▸ Work item: Two lines in the listing below mark the span: one contains "target | sky" and one contains "target | neighboring house". Reproduce both of them and everything between, exactly.

▸ Material to process:
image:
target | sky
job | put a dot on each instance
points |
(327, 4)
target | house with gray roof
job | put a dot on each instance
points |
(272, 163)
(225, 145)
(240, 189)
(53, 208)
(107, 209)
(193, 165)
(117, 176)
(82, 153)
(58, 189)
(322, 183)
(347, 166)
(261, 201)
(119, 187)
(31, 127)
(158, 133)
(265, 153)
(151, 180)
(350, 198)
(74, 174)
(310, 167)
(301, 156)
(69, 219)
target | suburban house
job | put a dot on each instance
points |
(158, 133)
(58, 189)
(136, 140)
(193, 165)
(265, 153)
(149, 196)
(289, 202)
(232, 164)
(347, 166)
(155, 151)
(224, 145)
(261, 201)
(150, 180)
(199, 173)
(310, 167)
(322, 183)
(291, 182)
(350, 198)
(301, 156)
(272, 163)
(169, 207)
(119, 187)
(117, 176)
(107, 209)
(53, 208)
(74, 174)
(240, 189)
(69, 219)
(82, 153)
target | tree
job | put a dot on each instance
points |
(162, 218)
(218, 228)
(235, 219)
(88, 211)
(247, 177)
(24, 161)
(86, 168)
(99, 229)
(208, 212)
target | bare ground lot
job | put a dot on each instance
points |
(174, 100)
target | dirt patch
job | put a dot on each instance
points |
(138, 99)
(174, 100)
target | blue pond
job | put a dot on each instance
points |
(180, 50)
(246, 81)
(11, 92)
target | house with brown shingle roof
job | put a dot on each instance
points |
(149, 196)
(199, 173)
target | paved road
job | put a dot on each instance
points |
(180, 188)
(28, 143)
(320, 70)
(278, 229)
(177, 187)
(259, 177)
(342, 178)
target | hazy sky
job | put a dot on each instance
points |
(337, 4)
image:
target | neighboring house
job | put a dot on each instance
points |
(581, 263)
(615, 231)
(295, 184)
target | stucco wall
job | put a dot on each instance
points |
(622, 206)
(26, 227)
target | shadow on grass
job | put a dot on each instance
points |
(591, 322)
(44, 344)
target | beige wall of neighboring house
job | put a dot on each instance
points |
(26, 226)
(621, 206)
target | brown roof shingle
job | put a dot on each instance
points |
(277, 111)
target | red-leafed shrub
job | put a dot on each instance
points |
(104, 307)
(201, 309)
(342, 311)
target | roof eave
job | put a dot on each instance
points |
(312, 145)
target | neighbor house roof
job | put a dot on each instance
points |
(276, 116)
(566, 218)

▸ Solution to this problem:
target | sky
job | put a dot on each instance
points |
(327, 4)
target | house with gray roof
job | put a dot on each instance
points |
(272, 163)
(225, 145)
(240, 189)
(53, 208)
(107, 209)
(193, 165)
(117, 176)
(82, 153)
(58, 189)
(322, 183)
(347, 166)
(261, 201)
(119, 187)
(31, 127)
(158, 133)
(265, 153)
(151, 180)
(350, 198)
(74, 174)
(310, 167)
(301, 156)
(69, 219)
target | suburban house
job | put a dot on each instance
points |
(158, 133)
(58, 189)
(136, 140)
(193, 165)
(265, 153)
(149, 196)
(289, 202)
(232, 164)
(347, 166)
(155, 151)
(224, 145)
(261, 201)
(150, 180)
(199, 173)
(310, 167)
(322, 183)
(291, 182)
(350, 198)
(301, 156)
(272, 163)
(169, 207)
(119, 187)
(117, 176)
(107, 209)
(53, 208)
(74, 174)
(240, 189)
(69, 219)
(82, 153)
target | tree
job | put a dot on each instance
points |
(162, 218)
(218, 228)
(235, 219)
(88, 211)
(247, 177)
(24, 161)
(86, 168)
(99, 229)
(208, 212)
target | bare ground lot
job | put a dot on each instance
points |
(174, 100)
target | dirt patch
job | put a dot on each instance
points |
(138, 99)
(174, 100)
target | blue pond
job | put a dot on each instance
points |
(180, 50)
(246, 81)
(11, 92)
target | house with brown shingle roof
job | put a dot on each instance
points |
(149, 196)
(199, 173)
target | paved road
job | put a dot on each instance
points |
(180, 188)
(28, 143)
(320, 70)
(278, 229)
(177, 187)
(259, 177)
(342, 178)
target | hazy sky
job | put a dot on each instance
points |
(337, 4)
image:
target | neighboring house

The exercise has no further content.